The max roll after d rolls is a discrete random variable with 6 possible outcomes. To find it’s probability distribution function (pdf) we need to find the probability of getting one of these outcomes.
Let’s first look at the concrete case of getting a max roll of 4 after d=3 rolls. First, we know that all of our rolls need to be under 5, which we can model as \((\frac{4}{6})^3\).
Next we need to know, given that all our rolls are under 5, the probability that at least one was a 4. We can model this as 1 minus the probability that none of the rolls were 4, or \(1-(\frac{3}{4})^3\). Note that the denominator is a 4, since we are calculating based on the condition that all our rolls were under 5.
We can combine these probabilities as \((\frac{4}{6})^3\times[1-(\frac{3}{4})^3]\). This comes out to
(4/6)^3*(1-(3/4)^3)
[1] 0.1712963
or 17.1%. We can follow this model for any desired max roll and for any number of dice rolls. The generic formula becomes \(P(Max Roll = \textit{k}|\textit{d } rolls) = (\frac{k}{6})^d\times[1-(\frac{k-1}{k})^d]\).
Distibuting the outside into the rest, we get \(P(Max Roll = \textit{k}|\textit{d } rolls) = (\frac{k}{6})^d-(\frac{k-1}{6})^d\). Using this formula we can write a function to generate a pdf for max roll
pdfMaxRoll = function(d) {
k = 1:6
(k/6)^d*(1-((k-1)/k)^d)

··········

### Challenge A
In the dice max-roll passage, what probability is given for a max roll of 4 after three rolls?
### Challenge B
Carry on writing the dice max-roll passage from the point where it stops.
The rows have no connection to the dice max-roll passage.

··········

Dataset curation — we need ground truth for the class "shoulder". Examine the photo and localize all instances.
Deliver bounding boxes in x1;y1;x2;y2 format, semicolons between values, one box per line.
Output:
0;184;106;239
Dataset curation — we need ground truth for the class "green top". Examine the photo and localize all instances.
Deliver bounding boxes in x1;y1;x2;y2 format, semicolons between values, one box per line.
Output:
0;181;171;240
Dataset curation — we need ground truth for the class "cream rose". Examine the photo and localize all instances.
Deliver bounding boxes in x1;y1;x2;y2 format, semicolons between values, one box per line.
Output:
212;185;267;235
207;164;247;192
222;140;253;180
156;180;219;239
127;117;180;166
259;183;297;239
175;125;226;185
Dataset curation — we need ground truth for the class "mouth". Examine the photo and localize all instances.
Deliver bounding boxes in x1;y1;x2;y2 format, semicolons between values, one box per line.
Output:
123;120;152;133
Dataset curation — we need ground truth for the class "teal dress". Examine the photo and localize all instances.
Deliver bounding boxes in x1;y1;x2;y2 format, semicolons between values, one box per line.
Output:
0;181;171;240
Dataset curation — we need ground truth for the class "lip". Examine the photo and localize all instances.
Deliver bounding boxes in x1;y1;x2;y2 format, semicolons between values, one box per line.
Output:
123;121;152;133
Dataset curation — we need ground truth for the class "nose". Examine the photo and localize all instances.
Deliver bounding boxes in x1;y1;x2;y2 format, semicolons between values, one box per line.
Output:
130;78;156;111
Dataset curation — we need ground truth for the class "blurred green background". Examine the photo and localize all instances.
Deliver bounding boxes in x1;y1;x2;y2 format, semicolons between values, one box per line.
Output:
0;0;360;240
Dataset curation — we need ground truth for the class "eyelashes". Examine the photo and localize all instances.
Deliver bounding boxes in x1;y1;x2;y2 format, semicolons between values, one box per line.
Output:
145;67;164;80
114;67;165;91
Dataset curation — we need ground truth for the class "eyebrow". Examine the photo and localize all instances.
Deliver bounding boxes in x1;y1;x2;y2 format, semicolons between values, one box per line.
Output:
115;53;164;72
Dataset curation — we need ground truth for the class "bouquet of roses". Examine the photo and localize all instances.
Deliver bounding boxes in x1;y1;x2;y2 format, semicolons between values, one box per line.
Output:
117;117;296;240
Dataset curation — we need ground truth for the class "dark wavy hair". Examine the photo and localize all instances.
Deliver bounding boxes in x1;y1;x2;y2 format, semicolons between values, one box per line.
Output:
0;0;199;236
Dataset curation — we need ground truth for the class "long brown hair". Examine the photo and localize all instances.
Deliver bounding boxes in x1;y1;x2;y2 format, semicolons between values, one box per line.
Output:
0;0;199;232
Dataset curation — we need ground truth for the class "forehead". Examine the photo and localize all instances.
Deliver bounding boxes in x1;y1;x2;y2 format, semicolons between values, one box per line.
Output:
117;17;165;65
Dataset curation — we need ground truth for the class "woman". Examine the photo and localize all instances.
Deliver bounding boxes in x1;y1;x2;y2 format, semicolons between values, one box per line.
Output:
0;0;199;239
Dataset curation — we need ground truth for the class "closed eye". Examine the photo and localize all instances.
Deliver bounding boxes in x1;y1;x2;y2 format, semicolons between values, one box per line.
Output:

··········

### Written answer A
About 0.1712963, or 17.1%.

### Written answer B
}
pdfMaxRoll(3)
[1] 0.00462963 0.03240741 0.08796296 0.17129630 0.28240741 0.42129630
As you can see, when we input 3 into this function, the 4th value of the output matches our calculation for a max of 4 given 3 dice rolls. We can modify the function slightly to allow for generation of a pdf table for all dice rolls from 1 to 5.
pdfMaxRoll = function(d=0) {
if(d==0)
return(data.frame(1:6,pdfMaxRoll(1),pdfMaxRoll(2),pdfMaxRoll(3),pdfMaxRoll(4),pdfMaxRoll(5)))
k = 1:6
(k/6)^d*(1-((k-1)/k)^d)
}
pdfMaxRoll()
In the 3rd column we can see the same data for 3 dice rolls.
Now we can calculate the expected value for max dice roll. We can get the expected value of a discrete random variable with the formula \(EV = \sum\limits_{k=1}^n k\times p_k\). In our case, k is a value for max dice roll, p_k is the probability of getting that value, and n is 6.
So the expected value for max roll, given d dice rolls would be \(EV = 1*[(\frac{1}{6})^d-(\frac{0}{6})^d] + 2*[(\frac{2}{6})^d-(\frac{1}{6})^d] + 3*[(\frac{3}{6})^d-(\frac{2}{6})^d] + ...\).
As you can see this series cascades and terms cancel out. At the end we are left with \(EV = 6-(\frac{5}{6})^d-(\frac{4}{6})^d-(\frac{3}{6})^d-(\frac{2}{6})^d-(\frac{1}{6})^d\). We can write this as a function
expMaxRoll = function(d=1:5) {
6 - (5/6)^d - (4/6)^d - (3/6)^d - (2/6)^d - (1/6)^d
}
expMaxRoll()
[1] 3.500000 4.472222 4.958333 5.244599 5.430941
The default input for this function is the range from 1 to 5, so the output we get is the expected value for max roll for 1 to 5 dice rolls.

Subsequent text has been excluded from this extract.